PROBLEM REQUIREMENTS ▸
Please answer these questions from the power grid text below:
(a) About how much power generation capacity did Germany have in 2019?
(b) What can pumped-storage plants do within seconds?
(c) What will occur once the frequency drops below a certain value?

SOURCE TEXT ▸
>>>

Under normal circumstances 5 MW is not a big load compared to the load normally present in the grid. For example a train leaving a train station may easily exceed this. For comparison: In 2019 the power generation capacity in Germany was about 200GW with Germany being part of a huge synchronous grid covering almost the whole of Europe with a generation capacity of moren than 600GW (more information in the wikipedia: https://en.wikipedia.org/wiki/Synchronous_grid_of_Continental_Europe) - in this context 5MW is trivial and the change in frequency or voltage from that load will not be noticable.

The voltage and - actually more important - the frequency are monitored constantly and when they exceed certain thresholds generators will be added or removed from the grid or controllable loads will be added or removed.

Grid operators have many ways to adjust the load and generation in the grid. For example pumped-storage plants can provide or consume a huge power within seconds to keep the frequency stable. Once the frequency drops below a certain value rolling blackouts will occur and cities and wherever possible industrial plants will be shut down to prevent a total blackout.

<<<

SUPPLIED RECORDS ▸
>>>

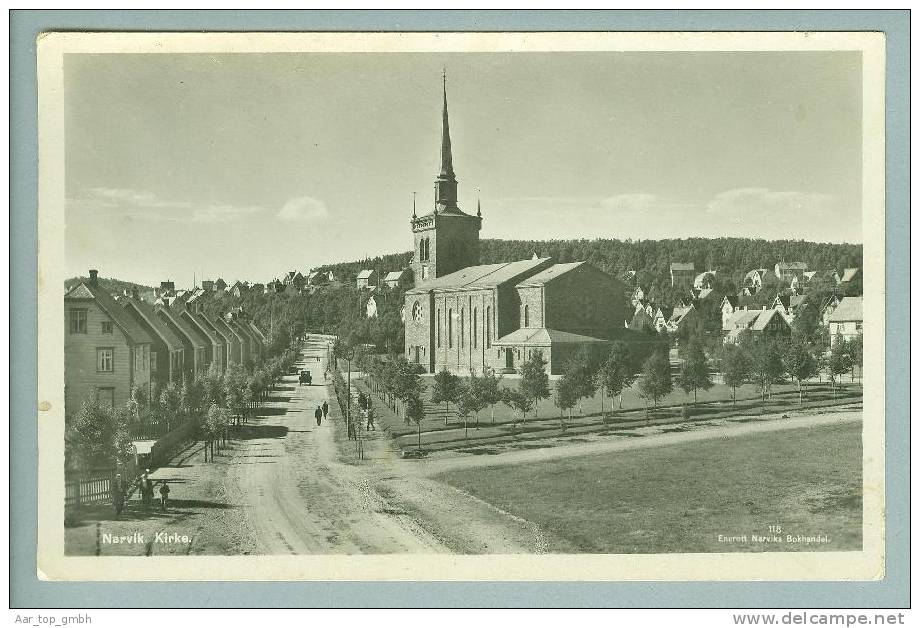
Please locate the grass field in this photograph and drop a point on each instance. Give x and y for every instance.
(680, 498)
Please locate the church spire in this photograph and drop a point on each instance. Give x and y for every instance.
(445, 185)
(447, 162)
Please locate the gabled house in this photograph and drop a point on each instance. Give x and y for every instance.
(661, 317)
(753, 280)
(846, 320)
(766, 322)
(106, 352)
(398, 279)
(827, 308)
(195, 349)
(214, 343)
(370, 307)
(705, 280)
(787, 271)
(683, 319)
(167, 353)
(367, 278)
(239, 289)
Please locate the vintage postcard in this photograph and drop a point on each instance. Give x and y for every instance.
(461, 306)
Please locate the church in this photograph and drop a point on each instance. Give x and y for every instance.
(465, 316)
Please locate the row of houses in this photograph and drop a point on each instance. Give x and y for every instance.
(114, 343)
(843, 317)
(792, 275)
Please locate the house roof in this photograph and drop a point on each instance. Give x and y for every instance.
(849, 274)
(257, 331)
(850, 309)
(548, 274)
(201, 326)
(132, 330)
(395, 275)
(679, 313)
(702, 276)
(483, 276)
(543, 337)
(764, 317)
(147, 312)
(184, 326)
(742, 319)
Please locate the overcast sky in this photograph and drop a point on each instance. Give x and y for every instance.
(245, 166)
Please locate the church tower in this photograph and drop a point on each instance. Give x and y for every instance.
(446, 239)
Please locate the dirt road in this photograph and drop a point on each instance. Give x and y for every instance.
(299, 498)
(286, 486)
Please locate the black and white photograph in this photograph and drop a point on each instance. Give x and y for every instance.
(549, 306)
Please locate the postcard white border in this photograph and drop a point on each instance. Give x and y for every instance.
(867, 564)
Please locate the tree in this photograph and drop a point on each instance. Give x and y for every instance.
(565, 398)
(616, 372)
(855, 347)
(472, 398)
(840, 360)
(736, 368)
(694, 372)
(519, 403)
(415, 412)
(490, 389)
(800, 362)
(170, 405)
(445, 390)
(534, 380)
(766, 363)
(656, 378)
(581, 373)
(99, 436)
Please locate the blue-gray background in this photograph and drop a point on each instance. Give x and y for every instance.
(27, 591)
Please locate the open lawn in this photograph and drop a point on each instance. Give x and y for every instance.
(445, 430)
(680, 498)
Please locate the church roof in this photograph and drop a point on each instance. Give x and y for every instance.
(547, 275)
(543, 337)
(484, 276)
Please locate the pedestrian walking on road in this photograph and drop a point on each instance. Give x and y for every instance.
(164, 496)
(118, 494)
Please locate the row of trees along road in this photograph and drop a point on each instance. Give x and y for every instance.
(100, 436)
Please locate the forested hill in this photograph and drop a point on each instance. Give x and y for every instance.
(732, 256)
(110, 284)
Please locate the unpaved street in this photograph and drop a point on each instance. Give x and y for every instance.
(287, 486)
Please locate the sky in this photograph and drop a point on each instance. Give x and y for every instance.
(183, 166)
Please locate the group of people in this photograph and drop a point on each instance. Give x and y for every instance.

<<<

RESPONSE TO THE TASK ▸
(a) About 200GW.
(b) Provide or consume a huge power to keep the frequency stable.
(c) Rolling blackouts.